# 本文抜粋:

━━━━━━━━━━━━━━━━━━━━━━━━━━━━━━

忘れものが多かったり指示に従えないのはワーキングメモリの少なさが原因かも
子どもにことばで指示しても従えなかったり、伝えたことを忘れてしまう場合、ワーキングメモリの少なさが影響していることがあります。
今回はワーキングメモリの発達について紹介していきます。
ワーキングメモリは短期記憶の一種
記憶には、長期記憶と短期記憶があります。
- 長期記憶:思い出などを含む長いスパンの記憶
- 短期記憶:一時的な記憶
ワーキングメモリとは短期記憶の一種で、作業や行動に必要な情報をその場で覚える記憶の容量のことを言います。
例えば、
- スムーズに会話を行うためには、相手の話した言葉を一時的に記憶して考える必要があります。
- 学校の先生の指示に従うためには、先生の発した内容を記憶してその通りに実行する必要があります。
ワーキングメモリは、会話や読み書き、計算など、日常生活のいろいろな場面で必要になる能力です。
子どものワーキングメモリはまだ少ない
記憶力やワーキングメモリの容量は人それぞれで、発達に伴って増えていきます。
次の例を見てみましょう。
- 子どもに、台所からコップとお皿を持ってきてとお願いをした
- 子どもは、頼まれたものを取りに台所へ行った
- 子どもは少し迷って、お皿とおはしを持って戻ってきた
この子どもは、コップとお皿を持ってくるように言われましたが、代わりにお皿とお箸を持ってきました。

━━━━━━━━━━━━━━━━━━━━━━━━━━━━━━

# 提示資料:
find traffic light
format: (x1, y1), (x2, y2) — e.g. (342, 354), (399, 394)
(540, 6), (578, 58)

━━━━━━━━━━━━━━━━━━━━━━━━━━━━━━

# 課題の要件:
#1 ワーキングメモリの文章で、「日常生活のいろいろな場面」の例として挙げられているものをすべて書き出してください。
#2 ワーキングメモリの文章に基づいて、次の問いに答えてください。
(a) 長期記憶に含まれるものとして何が挙げられていますか。
(b) 記憶力やワーキングメモリの容量は何に伴って増えていくと書かれていますか。
(c) 例の中で、子どもは頼まれたものを取りにどこへ行きましたか。
データを参照する必要はありません。

# 解答:
#1 会話、読み書き、計算

#2
(a) 思い出など
(b) 発達
(c) 台所